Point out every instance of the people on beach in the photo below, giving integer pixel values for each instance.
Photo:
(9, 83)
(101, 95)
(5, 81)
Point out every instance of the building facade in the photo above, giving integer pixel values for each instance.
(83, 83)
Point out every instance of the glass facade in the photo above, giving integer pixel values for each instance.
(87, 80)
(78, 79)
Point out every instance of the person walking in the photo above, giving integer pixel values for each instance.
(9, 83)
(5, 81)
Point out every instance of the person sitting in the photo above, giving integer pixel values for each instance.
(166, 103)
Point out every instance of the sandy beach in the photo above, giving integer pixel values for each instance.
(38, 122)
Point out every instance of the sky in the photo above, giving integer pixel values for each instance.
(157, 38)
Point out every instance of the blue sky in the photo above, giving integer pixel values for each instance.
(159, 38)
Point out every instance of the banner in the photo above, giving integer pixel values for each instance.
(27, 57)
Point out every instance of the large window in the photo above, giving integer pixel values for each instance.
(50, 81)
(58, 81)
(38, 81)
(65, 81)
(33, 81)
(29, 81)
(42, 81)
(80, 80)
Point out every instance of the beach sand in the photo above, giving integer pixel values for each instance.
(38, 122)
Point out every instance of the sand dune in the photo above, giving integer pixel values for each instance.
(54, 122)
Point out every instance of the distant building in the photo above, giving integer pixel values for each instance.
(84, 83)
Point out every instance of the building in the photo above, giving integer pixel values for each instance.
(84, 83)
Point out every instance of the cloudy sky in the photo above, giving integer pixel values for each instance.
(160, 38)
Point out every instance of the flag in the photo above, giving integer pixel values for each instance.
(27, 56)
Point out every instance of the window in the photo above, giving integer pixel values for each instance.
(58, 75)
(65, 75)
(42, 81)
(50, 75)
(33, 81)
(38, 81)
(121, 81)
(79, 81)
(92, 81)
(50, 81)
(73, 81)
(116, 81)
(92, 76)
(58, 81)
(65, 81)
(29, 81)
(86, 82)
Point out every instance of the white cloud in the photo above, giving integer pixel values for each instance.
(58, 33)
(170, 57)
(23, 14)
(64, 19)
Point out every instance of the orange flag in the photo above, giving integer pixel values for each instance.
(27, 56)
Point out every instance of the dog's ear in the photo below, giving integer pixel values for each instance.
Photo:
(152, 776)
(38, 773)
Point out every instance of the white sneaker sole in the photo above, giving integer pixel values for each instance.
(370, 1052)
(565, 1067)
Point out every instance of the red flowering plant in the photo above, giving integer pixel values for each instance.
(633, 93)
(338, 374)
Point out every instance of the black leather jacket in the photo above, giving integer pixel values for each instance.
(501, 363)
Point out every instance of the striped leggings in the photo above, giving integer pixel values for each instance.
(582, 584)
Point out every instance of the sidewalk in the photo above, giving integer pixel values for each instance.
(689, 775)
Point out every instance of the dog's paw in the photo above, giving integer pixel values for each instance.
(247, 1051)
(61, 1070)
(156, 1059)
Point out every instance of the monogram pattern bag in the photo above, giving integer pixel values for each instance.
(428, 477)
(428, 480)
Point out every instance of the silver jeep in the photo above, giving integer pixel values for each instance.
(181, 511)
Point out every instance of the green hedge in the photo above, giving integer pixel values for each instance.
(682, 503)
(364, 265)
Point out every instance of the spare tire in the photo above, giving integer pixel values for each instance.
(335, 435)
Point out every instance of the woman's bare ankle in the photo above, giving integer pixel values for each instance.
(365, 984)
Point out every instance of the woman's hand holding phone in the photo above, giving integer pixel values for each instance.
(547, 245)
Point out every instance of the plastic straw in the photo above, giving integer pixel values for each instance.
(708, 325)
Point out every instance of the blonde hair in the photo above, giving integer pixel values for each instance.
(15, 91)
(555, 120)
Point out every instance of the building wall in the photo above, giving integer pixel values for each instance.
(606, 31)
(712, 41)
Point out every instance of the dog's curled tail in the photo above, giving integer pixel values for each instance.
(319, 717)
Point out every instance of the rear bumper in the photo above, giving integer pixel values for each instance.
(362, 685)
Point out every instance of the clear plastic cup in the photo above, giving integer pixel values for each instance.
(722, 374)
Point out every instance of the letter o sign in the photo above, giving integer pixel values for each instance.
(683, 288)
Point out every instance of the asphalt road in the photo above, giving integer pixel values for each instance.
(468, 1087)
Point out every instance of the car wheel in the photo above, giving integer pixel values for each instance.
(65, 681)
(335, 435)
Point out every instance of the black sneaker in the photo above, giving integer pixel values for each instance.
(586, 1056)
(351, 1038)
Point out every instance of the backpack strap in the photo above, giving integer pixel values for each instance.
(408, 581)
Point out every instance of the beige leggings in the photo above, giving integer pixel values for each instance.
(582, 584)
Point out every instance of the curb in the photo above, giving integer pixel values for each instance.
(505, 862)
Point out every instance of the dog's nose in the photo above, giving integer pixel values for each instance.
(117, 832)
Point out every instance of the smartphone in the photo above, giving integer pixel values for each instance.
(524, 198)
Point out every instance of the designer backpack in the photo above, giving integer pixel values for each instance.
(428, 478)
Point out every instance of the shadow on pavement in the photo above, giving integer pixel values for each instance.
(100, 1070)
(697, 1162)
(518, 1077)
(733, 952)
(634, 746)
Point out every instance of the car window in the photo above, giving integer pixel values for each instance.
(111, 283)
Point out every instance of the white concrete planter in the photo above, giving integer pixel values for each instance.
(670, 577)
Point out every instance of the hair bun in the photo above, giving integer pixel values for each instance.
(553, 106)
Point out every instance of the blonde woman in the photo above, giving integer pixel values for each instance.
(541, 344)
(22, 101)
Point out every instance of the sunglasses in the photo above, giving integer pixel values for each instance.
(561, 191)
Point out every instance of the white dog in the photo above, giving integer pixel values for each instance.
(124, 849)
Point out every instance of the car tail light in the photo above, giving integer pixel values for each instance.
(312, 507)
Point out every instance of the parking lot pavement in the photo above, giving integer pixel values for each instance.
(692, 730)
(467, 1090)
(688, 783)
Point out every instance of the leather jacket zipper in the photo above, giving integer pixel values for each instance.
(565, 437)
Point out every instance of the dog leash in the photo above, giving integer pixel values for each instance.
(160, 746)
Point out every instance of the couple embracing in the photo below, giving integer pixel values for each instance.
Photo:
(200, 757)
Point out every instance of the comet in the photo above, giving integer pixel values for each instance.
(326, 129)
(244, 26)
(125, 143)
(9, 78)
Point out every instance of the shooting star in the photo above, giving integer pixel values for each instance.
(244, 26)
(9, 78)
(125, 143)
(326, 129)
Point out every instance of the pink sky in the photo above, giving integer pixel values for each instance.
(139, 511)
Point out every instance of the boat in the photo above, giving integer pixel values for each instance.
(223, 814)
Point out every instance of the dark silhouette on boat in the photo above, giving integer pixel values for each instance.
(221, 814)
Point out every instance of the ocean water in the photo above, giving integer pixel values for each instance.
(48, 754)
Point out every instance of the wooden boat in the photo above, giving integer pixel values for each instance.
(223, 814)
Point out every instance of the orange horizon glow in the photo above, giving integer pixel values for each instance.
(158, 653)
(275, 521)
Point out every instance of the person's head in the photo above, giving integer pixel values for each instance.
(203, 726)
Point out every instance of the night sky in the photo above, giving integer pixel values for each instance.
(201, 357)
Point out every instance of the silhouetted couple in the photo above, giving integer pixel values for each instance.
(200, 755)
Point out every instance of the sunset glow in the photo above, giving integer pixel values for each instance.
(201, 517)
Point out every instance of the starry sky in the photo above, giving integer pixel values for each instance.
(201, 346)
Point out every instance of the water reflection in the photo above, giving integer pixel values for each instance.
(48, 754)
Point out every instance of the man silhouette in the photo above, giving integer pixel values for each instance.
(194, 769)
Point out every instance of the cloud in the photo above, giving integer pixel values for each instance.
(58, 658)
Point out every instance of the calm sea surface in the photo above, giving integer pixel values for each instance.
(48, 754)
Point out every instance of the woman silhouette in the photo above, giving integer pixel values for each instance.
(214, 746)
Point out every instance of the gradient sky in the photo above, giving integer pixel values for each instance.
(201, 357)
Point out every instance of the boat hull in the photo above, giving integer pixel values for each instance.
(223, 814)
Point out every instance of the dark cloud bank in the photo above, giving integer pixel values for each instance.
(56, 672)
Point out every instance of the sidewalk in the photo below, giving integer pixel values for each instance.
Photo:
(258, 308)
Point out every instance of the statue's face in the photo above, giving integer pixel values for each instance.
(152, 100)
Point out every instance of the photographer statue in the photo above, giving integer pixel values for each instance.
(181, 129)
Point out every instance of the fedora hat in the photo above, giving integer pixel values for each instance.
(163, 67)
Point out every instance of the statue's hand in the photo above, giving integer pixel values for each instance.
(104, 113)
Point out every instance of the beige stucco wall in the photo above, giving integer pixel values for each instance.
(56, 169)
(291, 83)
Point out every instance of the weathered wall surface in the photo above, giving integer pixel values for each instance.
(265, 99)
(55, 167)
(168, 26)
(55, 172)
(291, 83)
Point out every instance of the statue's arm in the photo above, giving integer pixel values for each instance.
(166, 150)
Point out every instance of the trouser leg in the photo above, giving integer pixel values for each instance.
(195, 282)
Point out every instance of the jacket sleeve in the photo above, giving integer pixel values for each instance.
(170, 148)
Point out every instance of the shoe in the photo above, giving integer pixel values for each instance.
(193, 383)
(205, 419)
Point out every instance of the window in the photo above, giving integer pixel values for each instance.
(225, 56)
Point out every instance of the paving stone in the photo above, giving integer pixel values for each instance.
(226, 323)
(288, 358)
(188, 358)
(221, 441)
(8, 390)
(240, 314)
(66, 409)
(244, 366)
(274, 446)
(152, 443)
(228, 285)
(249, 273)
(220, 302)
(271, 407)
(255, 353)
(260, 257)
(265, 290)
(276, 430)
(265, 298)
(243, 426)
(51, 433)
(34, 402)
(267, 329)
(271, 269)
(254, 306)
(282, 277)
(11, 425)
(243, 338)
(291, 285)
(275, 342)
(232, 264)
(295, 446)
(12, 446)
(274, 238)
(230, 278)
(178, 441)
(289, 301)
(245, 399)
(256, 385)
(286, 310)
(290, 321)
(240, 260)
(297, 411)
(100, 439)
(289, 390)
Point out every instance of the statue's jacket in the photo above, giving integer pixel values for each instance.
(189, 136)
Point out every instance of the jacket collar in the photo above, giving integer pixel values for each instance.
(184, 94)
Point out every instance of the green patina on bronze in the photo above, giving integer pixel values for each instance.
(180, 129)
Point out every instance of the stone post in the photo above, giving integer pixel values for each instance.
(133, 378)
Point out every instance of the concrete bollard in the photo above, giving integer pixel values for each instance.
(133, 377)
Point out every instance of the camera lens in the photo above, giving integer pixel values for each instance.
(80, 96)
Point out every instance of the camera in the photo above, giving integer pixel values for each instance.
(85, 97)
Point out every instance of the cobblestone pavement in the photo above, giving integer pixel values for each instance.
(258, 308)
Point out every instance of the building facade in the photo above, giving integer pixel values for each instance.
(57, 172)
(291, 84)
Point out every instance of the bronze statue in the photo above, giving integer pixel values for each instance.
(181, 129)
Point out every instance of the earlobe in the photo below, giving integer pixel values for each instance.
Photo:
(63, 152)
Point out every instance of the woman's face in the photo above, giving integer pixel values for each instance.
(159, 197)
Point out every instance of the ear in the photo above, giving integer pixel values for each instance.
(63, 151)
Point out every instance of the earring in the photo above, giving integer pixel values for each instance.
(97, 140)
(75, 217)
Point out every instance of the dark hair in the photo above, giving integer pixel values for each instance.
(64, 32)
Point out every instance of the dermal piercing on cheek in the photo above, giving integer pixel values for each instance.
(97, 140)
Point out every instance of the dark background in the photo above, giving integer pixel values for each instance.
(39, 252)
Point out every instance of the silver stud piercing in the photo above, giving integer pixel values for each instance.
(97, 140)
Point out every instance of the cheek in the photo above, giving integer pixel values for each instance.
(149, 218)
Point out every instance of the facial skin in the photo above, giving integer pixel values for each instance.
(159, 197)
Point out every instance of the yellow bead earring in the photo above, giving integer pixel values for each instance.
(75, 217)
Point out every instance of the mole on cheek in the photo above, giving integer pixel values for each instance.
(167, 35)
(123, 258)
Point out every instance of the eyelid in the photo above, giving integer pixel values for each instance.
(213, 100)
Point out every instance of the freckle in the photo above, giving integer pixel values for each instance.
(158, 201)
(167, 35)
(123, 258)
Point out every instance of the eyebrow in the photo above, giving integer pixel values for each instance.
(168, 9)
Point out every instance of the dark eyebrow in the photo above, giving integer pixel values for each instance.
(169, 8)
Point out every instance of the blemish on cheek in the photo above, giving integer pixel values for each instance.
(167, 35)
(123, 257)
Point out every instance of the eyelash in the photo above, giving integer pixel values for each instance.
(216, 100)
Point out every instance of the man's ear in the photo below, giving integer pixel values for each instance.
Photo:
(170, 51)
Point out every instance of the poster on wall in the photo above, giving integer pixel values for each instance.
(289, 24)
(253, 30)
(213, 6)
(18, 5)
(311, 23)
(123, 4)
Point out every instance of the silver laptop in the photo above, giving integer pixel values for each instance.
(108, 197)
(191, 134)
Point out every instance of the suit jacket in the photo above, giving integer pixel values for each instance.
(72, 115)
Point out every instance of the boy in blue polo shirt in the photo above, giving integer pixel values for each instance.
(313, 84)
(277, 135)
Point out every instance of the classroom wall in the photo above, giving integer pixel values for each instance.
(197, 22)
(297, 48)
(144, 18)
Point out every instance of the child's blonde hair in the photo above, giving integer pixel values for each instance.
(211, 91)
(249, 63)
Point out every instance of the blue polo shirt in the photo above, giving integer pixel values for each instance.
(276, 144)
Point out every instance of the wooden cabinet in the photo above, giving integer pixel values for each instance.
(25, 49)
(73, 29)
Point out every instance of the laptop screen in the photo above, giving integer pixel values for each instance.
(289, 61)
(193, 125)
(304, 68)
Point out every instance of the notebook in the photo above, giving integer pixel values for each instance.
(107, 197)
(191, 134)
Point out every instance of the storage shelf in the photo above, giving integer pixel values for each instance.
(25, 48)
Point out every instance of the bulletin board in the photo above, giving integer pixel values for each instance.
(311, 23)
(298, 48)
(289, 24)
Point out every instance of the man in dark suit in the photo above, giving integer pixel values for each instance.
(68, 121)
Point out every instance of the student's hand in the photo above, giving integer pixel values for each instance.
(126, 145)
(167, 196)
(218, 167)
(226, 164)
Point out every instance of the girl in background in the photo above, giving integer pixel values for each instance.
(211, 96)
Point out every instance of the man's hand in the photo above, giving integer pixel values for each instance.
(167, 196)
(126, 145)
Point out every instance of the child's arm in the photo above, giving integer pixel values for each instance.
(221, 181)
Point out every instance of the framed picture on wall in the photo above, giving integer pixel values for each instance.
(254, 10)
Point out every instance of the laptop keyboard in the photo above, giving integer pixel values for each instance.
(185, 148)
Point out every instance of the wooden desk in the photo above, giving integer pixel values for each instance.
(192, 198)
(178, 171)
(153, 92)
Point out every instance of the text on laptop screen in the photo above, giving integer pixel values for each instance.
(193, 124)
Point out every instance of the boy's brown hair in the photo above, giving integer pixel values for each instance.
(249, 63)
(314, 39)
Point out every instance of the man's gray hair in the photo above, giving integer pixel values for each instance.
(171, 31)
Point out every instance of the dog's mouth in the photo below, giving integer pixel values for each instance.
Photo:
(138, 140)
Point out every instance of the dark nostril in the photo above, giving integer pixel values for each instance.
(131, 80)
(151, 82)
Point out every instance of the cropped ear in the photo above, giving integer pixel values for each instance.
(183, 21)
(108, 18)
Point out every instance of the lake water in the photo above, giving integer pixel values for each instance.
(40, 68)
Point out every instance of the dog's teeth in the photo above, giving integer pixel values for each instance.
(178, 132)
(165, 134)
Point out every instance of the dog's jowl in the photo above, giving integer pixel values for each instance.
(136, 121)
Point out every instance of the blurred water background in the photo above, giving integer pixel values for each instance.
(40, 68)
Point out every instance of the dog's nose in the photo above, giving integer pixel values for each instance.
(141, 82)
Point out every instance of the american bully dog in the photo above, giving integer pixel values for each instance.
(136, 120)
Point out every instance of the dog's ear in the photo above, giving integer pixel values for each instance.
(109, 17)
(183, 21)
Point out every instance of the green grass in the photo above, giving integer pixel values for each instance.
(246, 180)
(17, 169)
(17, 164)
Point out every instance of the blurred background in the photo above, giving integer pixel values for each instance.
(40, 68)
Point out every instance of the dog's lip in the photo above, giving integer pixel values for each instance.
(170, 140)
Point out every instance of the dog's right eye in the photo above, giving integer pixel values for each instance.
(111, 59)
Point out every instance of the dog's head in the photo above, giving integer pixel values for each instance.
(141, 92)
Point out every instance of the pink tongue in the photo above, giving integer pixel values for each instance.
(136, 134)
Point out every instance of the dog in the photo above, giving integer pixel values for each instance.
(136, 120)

----

> REQUIRED TASK:
Can you render the records above as a Markdown table with the columns "Number" and "Entry"? Start at the line containing "Point out every instance of the dog's right", end at the last line of the records, give each line its own row, and leave out blank lines.

> ANSWER FOR THE TASK:
| Number | Entry |
|---|---|
| 1 | Point out every instance of the dog's right eye in the photo above, giving integer pixel values for each instance. |
| 2 | (111, 59) |
| 3 | Point out every instance of the dog's head in the photo above, giving integer pixel values for each instance. |
| 4 | (141, 92) |
| 5 | Point out every instance of the pink tongue in the photo above, giving integer pixel values for each instance. |
| 6 | (136, 134) |
| 7 | Point out every instance of the dog in the photo above, giving integer pixel values for each instance. |
| 8 | (136, 120) |